*WHAT YOU NEED TO DO*.
From top to bottom, reproduce the listing without a single change.

BEGIN DATA EXTRACTS

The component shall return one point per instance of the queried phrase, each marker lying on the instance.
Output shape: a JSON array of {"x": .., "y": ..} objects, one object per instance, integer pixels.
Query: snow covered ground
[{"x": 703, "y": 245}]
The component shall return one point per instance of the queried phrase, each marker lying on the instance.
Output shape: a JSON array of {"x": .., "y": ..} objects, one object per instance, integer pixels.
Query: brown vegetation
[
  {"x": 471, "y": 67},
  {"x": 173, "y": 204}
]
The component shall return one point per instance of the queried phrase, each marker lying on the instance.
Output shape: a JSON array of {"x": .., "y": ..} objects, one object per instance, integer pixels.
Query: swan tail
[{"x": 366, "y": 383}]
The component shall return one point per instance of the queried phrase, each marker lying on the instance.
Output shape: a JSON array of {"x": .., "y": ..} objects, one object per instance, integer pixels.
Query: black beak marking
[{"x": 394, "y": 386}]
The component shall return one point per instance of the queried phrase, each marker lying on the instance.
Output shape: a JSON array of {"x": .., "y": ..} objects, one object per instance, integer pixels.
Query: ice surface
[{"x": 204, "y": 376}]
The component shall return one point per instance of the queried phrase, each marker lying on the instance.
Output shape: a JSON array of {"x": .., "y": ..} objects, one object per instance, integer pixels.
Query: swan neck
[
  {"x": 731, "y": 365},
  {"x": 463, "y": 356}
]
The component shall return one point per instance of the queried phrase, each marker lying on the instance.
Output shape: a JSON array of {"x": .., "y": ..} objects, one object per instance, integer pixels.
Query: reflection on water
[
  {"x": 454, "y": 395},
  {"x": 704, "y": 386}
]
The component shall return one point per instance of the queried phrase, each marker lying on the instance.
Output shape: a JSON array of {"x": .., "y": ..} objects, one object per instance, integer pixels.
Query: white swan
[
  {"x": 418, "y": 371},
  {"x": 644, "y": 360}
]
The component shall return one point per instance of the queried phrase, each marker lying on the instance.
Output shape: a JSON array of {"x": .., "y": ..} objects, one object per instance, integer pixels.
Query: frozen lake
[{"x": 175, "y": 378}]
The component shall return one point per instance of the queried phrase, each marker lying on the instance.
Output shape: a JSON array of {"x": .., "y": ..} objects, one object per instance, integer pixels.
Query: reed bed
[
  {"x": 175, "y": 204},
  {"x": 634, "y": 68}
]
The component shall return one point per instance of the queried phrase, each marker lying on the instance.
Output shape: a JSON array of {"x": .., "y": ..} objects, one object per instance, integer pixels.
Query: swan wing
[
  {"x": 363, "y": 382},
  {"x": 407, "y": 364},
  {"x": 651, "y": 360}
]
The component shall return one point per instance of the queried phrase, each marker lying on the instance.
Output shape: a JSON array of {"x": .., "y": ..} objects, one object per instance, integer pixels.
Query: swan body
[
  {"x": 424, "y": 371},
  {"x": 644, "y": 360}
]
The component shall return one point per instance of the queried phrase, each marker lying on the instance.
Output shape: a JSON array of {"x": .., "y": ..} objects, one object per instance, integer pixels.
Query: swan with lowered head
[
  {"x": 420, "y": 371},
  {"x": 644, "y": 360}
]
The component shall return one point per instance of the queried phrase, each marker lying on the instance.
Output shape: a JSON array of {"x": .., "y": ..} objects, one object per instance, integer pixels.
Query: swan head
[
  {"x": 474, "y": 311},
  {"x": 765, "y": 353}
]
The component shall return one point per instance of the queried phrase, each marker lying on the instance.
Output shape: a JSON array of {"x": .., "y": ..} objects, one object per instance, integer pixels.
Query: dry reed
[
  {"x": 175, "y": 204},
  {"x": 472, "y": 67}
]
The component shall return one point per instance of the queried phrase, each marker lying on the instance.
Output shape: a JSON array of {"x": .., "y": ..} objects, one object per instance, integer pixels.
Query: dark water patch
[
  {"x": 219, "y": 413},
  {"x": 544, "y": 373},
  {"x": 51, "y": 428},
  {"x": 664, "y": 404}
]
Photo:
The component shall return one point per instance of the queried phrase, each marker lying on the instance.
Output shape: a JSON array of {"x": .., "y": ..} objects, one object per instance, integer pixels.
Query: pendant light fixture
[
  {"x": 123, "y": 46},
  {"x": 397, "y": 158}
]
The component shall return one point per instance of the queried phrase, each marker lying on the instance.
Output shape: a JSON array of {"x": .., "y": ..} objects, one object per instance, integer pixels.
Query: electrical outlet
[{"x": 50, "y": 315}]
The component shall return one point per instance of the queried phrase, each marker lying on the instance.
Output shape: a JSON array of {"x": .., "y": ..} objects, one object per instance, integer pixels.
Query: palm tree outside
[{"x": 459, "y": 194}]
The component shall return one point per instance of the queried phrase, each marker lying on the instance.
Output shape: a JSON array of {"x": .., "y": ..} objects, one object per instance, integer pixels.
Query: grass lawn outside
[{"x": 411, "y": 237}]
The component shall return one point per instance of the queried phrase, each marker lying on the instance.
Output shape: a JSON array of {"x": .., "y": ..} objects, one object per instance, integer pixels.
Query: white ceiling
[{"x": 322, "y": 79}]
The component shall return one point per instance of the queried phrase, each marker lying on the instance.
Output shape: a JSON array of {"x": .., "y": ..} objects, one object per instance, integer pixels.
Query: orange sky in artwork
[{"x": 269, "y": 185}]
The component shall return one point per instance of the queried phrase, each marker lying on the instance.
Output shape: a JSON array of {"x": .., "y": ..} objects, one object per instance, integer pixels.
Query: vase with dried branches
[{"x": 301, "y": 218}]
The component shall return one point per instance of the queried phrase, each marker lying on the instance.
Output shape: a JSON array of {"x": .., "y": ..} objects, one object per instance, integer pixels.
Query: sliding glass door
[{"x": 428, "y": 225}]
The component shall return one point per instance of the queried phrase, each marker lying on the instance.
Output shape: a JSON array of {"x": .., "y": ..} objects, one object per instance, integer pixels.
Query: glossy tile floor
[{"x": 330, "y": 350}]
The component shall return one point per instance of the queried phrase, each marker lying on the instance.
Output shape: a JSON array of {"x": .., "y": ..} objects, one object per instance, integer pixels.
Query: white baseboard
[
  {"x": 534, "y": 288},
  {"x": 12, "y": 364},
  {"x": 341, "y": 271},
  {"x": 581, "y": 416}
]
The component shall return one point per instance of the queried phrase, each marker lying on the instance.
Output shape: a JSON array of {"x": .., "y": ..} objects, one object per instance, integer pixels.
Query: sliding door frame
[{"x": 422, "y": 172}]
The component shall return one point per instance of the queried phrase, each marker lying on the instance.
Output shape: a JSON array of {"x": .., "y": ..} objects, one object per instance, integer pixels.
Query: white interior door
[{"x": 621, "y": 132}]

END DATA EXTRACTS

*RESULT OF THE EXERCISE*.
The component shall return one point per instance of the queried phrase, each marker lying on the instance.
Output shape: a JSON array of {"x": .., "y": ..} objects, one object per instance, integer pixels.
Query: snow covered ground
[{"x": 703, "y": 245}]
The component shall return one point per instance of the queried phrase, each marker lying on the instance.
Output shape: a JSON array of {"x": .., "y": ..} objects, one object per instance, integer pixels.
Query: brown vegetation
[
  {"x": 471, "y": 67},
  {"x": 173, "y": 204}
]
The component shall return one point per instance of the queried phrase, each marker lying on the instance.
Output shape: a JSON array of {"x": .., "y": ..} objects, one object per instance, integer pixels.
Query: swan tail
[{"x": 366, "y": 383}]
The component shall return one point per instance of the queried phrase, each marker lying on the instance.
Output shape: a JSON array of {"x": .., "y": ..} objects, one object per instance, integer pixels.
Query: black beak marking
[{"x": 394, "y": 386}]
The component shall return one point per instance of the queried phrase, each marker lying on the instance.
Output shape: a JSON array of {"x": .., "y": ..} objects, one object per instance, integer pixels.
Query: ice surface
[{"x": 204, "y": 376}]
The component shall return one point per instance of the queried phrase, each marker lying on the instance.
Output shape: a JSON array of {"x": .., "y": ..} objects, one object per instance, integer pixels.
Query: swan neck
[
  {"x": 731, "y": 365},
  {"x": 463, "y": 356}
]
The component shall return one point per instance of the queried phrase, each marker lying on the instance.
Output shape: a JSON array of {"x": .., "y": ..} objects, one object per instance, integer pixels.
Query: reflection on water
[
  {"x": 454, "y": 395},
  {"x": 704, "y": 386}
]
The component shall return one point per instance of the queried phrase, each marker lying on the instance.
Output shape: a JSON array of {"x": .., "y": ..} objects, one object per instance, integer pixels.
Query: white swan
[
  {"x": 418, "y": 371},
  {"x": 644, "y": 360}
]
The component shall return one point per instance of the queried phrase, each marker lying on the instance.
Output shape: a JSON array of {"x": .., "y": ..} objects, one object per instance, integer pixels.
Query: frozen lake
[{"x": 175, "y": 378}]
The component shall return one point per instance of the queried phrase, each marker lying on the instance.
Output shape: a JSON array of {"x": .., "y": ..} objects, one object per instance, integer pixels.
Query: reed bed
[
  {"x": 175, "y": 204},
  {"x": 634, "y": 68}
]
The component shall return one point per instance of the queried phrase, each marker lying on the instance.
Output shape: a JSON array of {"x": .., "y": ..} objects, one object per instance, integer pixels.
Query: swan wing
[
  {"x": 363, "y": 382},
  {"x": 407, "y": 364},
  {"x": 651, "y": 360}
]
The component shall return one point per instance of the queried phrase, each marker lying on the instance.
Output shape: a JSON array of {"x": .., "y": ..} objects, one object per instance, integer pixels.
Query: swan body
[
  {"x": 424, "y": 371},
  {"x": 644, "y": 360}
]
The component shall return one point per instance of the queried phrase, each marker lying on the instance.
Output shape: a JSON array of {"x": .., "y": ..} objects, one object per instance, integer pixels.
Query: swan with lowered head
[
  {"x": 420, "y": 371},
  {"x": 644, "y": 360}
]
The component shall return one point per instance of the queried phrase, each marker lying on the instance.
Output shape: a JSON array of {"x": .., "y": ..} objects, one object per instance, integer pixels.
Query: swan head
[
  {"x": 474, "y": 311},
  {"x": 765, "y": 353}
]
The component shall return one point per instance of the queried phrase, each marker lying on the instance.
Output shape: a JSON array of {"x": .., "y": ..} objects, one object per instance, integer pixels.
Query: dry reed
[
  {"x": 175, "y": 204},
  {"x": 472, "y": 67}
]
The component shall return one point per instance of the queried phrase, each marker lying on the instance.
Output shape: a JSON array of {"x": .., "y": ..} objects, one object per instance, integer pixels.
Query: dark water patch
[
  {"x": 219, "y": 413},
  {"x": 544, "y": 373},
  {"x": 51, "y": 428},
  {"x": 664, "y": 404}
]
Photo:
The component shall return one point per instance of the queried phrase, each marker lying on the instance.
Output shape: a JSON array of {"x": .., "y": ..} objects, one object per instance, integer pixels.
Query: pendant light fixture
[
  {"x": 123, "y": 46},
  {"x": 397, "y": 158}
]
The component shall return one point per instance of the queried phrase, each marker lying on the instance.
Output shape: a JSON array of {"x": .., "y": ..} objects, one object per instance, integer pixels.
Query: electrical outlet
[{"x": 50, "y": 315}]
The component shall return one point per instance of the queried phrase, each marker lying on the instance.
Output shape: a JSON array of {"x": .., "y": ..} objects, one object per instance, integer pixels.
Query: palm tree outside
[{"x": 459, "y": 194}]
The component shall return one point per instance of the queried phrase, each marker lying on the instance.
Output shape: a JSON array of {"x": .., "y": ..} objects, one object per instance, integer pixels.
Query: grass lawn outside
[{"x": 411, "y": 237}]
The component shall return one point per instance of the queried phrase, each marker lying on the instance.
Output shape: a JSON array of {"x": .., "y": ..} objects, one object per instance, integer pixels.
Query: white ceiling
[{"x": 322, "y": 79}]
The component shall return one point per instance of the queried phrase, each marker lying on the instance.
Output shape: a JSON array of {"x": .., "y": ..} objects, one object per instance, integer pixels.
Query: orange sky in artwork
[{"x": 269, "y": 185}]
The component shall return one point per instance of the queried phrase, each marker lying on the instance.
Output shape: a JSON array of {"x": .., "y": ..} objects, one object per instance, integer pixels.
Query: vase with dried branches
[{"x": 301, "y": 218}]
The component shall return one point per instance of the queried phrase, each marker lying on the instance.
Output shape: a JSON array of {"x": .., "y": ..} objects, one object per instance, integer pixels.
Query: sliding glass door
[{"x": 428, "y": 225}]
The component shall return one point per instance of the queried phrase, each marker lying on the instance.
Output shape: a JSON array of {"x": .., "y": ..} objects, one object per instance, integer pixels.
Query: glossy tile floor
[{"x": 330, "y": 350}]
The component shall return one point per instance of the queried phrase, each marker lying on the instance.
Output shape: a JSON array of {"x": .., "y": ..} objects, one object per instance, integer pixels.
Query: white baseboard
[
  {"x": 534, "y": 288},
  {"x": 12, "y": 364},
  {"x": 341, "y": 271},
  {"x": 581, "y": 416}
]
The component shall return one point per instance of the queried phrase, each marker lying on the instance.
Output shape: a JSON array of {"x": .., "y": ..} objects, one object per instance, integer pixels.
Query: sliding door frame
[{"x": 422, "y": 172}]
The component shall return one point per instance of the queried phrase, each marker lying on the instance.
Output shape: a JSON array of {"x": .., "y": ..} objects, one object per instance, integer pixels.
Query: white interior door
[{"x": 621, "y": 132}]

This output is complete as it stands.